━━━━━ TEXTE PRÉSENTÉ ━━━━━
Du Brexit à Air France, quelles leçons de management ?

Le 15 mai 2018 dans Stratégie

En 2016 le peuple britannique s’est exprimé, deux ans après (quasiment) celui d’Air France en a fait de même. Dans les deux cas, la question qui n’était pas posée était « faites-vous oui ou non confiance, donnez-vous oui ou non quitus à ceux qui vous gouvernent ? ». Et pourtant dans les deux cas, David Cameron et Jean-Marc Janaillac ont mis leur propre remain/exit dans la balance.

Pourquoi ce qui était au tout départ des actes, fussent-ils complexes, de management a-t-il été très vite transporté par ses auteurs sur le théâtre d’une dramaturgie qui lie le sort de l’un à l’autre, comme Roméo et Juliette, et se termine par le choix entre le plébiscite et le chaos où le plébiscite est impossible ? Parce qu’ils n’ont précisément pas été pris comme des actes de management mais comme des marqueurs idéologiques (poussés par des certitudes ou des paris sur l’avenir) ? Possible…

A cet instant, il nous revient en mémoire l’essai d’un confrère aîné dans la profession, Olivier Vassal, écrit en 2005 dont le titre « Crise du sens défis du management » résonne aujourd’hui lourdement.

Qu’est-ce donc qu’un acte de management ?

Il y aurait sans nul doute mille et une façons de le définir, de le décrire, de l’illustrer. Pourtant, l’époque de « tous les possibles » que nous traversons, tout autant exaltante qu’anxiogène, nous oblige à centrer ces mille et une façons sur l’essentiel : comme l’eau qui irrigue les cultures, un acte de management doit donner du sens.
━━━━━ LISTE DES DONNÉES ━━━━━
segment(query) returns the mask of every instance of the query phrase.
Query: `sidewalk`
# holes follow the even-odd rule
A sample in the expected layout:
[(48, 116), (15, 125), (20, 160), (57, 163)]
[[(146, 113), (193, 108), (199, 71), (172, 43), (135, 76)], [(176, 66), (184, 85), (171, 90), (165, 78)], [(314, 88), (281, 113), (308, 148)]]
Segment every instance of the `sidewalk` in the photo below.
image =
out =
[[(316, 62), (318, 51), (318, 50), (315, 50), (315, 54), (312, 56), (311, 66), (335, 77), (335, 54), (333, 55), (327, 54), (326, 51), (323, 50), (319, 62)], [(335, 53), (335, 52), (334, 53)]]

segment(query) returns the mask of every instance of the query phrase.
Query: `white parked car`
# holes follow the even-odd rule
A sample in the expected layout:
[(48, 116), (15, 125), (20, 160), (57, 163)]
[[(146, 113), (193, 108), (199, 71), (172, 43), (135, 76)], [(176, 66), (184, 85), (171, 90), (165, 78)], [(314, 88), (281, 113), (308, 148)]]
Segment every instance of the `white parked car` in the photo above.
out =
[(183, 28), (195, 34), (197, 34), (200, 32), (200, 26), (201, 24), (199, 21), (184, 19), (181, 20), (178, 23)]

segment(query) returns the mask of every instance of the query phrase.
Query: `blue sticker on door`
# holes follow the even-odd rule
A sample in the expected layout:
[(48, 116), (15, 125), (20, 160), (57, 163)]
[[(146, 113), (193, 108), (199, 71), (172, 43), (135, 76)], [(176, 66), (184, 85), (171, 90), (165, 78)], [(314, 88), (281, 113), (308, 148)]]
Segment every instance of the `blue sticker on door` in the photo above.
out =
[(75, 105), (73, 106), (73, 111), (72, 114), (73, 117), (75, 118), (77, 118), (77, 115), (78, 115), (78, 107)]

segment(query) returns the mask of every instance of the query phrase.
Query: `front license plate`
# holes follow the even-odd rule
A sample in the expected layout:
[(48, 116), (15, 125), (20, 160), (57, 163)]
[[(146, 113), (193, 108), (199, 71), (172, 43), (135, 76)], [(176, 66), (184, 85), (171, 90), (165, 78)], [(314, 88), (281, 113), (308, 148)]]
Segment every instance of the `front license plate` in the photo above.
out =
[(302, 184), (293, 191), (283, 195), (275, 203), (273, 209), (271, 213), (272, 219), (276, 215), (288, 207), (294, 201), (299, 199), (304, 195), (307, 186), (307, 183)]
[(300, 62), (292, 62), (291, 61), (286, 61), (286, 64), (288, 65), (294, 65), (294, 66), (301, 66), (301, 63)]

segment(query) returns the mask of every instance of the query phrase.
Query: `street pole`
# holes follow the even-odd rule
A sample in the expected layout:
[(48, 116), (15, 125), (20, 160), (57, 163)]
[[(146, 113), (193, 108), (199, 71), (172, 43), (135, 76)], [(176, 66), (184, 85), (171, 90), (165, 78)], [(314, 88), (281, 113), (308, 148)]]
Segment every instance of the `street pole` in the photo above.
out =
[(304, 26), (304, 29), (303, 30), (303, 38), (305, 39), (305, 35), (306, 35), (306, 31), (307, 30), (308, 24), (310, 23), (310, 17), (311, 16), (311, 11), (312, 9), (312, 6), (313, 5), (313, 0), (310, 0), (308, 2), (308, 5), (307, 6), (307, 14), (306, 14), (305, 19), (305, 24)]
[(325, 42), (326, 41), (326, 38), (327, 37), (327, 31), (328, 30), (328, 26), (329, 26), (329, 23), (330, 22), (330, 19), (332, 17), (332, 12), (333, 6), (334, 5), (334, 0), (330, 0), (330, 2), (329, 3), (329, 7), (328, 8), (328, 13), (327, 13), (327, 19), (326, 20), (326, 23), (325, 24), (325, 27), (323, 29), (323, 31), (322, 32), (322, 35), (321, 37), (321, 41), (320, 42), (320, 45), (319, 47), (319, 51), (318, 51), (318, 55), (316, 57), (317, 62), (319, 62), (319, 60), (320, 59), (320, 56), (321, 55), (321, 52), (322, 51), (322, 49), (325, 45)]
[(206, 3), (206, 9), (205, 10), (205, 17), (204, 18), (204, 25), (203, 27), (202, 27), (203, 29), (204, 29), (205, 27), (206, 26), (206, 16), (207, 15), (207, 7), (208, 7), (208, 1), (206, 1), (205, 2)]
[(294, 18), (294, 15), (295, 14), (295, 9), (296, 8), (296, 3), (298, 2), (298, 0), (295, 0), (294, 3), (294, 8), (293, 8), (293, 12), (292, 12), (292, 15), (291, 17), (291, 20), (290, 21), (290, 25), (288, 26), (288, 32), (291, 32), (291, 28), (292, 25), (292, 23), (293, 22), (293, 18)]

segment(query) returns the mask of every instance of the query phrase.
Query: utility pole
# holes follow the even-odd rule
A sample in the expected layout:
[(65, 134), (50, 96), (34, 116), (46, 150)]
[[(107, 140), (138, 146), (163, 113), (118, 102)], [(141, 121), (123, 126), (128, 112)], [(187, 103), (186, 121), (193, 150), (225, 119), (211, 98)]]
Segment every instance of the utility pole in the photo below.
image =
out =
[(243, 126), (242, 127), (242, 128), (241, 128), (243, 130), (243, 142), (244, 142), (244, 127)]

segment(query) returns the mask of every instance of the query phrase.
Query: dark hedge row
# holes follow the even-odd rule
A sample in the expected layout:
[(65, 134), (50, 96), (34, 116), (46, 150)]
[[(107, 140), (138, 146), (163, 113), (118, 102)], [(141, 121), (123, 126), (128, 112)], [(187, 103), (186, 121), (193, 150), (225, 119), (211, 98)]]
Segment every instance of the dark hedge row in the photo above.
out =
━━━━━
#### TÂCHES À FAIRE:
- A) D'après l'article sur le Brexit et Air France, en quelle année Olivier Vassal a-t-il écrit son essai ?
- B) Reproduisez à l'identique le passage de l'article sur le Brexit et Air France qui s'ouvre sur les mots contenant "En 2016 le peuple" et se clôt sur "dans la balance.".
- C) Poursuivez l'article sur le Brexit et Air France au-delà de sa dernière phrase.
Les enregistrements ne servent à rien pour ce travail.

#### LES RÉPONSES:
- A) En 2005.

- B)
En 2016 le peuple britannique s’est exprimé, deux ans après (quasiment) celui d’Air France en a fait de même. Dans les deux cas, la question qui n’était pas posée était « faites-vous oui ou non confiance, donnez-vous oui ou non quitus à ceux qui vous gouvernent ? ». Et pourtant dans les deux cas, David Cameron et Jean-Marc Janaillac ont mis leur propre remain/exit dans la balance.

- C)
Première leçon de management du Brexit et d’Air France

Dans un débat exigeant, il est essentiel de donner du sens au projet et d’embarquer la majorité autour de ce sens fédérateur. Pour « faire sens », il faut respecter trois conditions : répondre aux défis à court terme, donner à voir une vision stratégique de long terme et, là n’est pas la moindre des difficultés, aligner les deux en permanence. C’est tout le contraire d’un marqueur idéologique, ou de sa dérivée le « motto » (devise proclamée) nous y revenons dans la suite, dont l’essence même est de cliver en injectant une forte dose d‘affect pour créer une rupture forte. Sous couvert de « bouger les lignes », la réalité est que l’on déboussole. Pire l’on crée des injonctions paradoxales ; par exemple dans le cas du Brexit « ne pas être dans l’UE mais être dans une union douanière », par exemple dans l’entreprise « faites beau et pas cher ».

Corollaire

Le corollaire est que l’on ne conduit pas le changement avec un motto. Le motto, que l’on voit semé de plus en plus généreusement par les états-majors des entreprises pour faire pousser l’herbe verte du changement dans leurs organisations, est en réalité un acte manqué de management…allez, il est encore temps de se le dire, une arme de destruction massive du management.

Enfonçons le clou

Sans doute le sujet Air France est-il plus complexe que le suggère les lignes précédentes (ne parlons pas du Brexit) et sans doute les pilotes sont-ils déjà très bien payés, donc irresponsables dans leurs actes. Sans doute. Et en même temps, alors que les pilotes représentent moins de 10% des effectifs de la compagnie, le résultat du référendum pointe 55% de désalignés avec (les propositions de) la direction. Ce résultat ne vaut-il pas CQFD d’une crise de sens et des défis du management ?

Savez-vous détecter les signaux faibles ? Que savez-vous de votre « majorité silencieuse » ?

Les résultats du référendum chez nos voisins anglais ou chez notre fleuron de l’aérien ont ceci en commun qu’ils ont suscité l’incrédulité du plus grand nombre, à commencer celle des parties prenantes et à tout seigneur tout honneur des vainqueurs (cf. le principal syndicat de pilotes Air France portant le fardeau de son succès face aux caméras du JT de 20h). D’ailleurs, les réactions à chaud sont toujours les mêmes : « Impossible !… Mon cercle, le cercle de mon cercle, le cercle de mon cercle de mon cercle, …tous ont voté ok… le résultat ne peut être un ko ! » (presque s’il ne faudrait pas recompter les bulletins).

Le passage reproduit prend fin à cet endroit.